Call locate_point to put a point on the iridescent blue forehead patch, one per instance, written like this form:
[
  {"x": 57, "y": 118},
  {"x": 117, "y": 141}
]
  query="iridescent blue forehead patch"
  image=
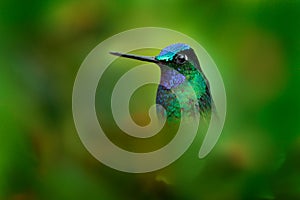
[{"x": 168, "y": 53}]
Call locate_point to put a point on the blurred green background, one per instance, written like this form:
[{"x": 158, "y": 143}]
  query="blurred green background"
[{"x": 255, "y": 44}]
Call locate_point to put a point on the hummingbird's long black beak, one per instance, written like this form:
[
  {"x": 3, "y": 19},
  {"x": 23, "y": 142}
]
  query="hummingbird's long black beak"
[{"x": 136, "y": 57}]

■ ■ ■ ■ ■

Update the records above by changing every "one per instance" to "one per occurrence", leaving everything else as it is. Omit the pictures from your copy.

## Result for this exercise
Call locate_point to put a point on the iridescent blue forehead patch, one per occurrence, written like this form:
[
  {"x": 57, "y": 118},
  {"x": 117, "y": 141}
]
  query="iridescent blue forehead patch"
  image=
[{"x": 168, "y": 53}]
Call locate_point to put a point on the blurred green background, one per occurrence, written like this form:
[{"x": 158, "y": 143}]
  query="blurred green background"
[{"x": 255, "y": 44}]
Call locate_point to put a point on the hummingbird's long black beak, one per occurrence, written like this form:
[
  {"x": 3, "y": 19},
  {"x": 23, "y": 142}
]
  query="hummingbird's long black beak"
[{"x": 136, "y": 57}]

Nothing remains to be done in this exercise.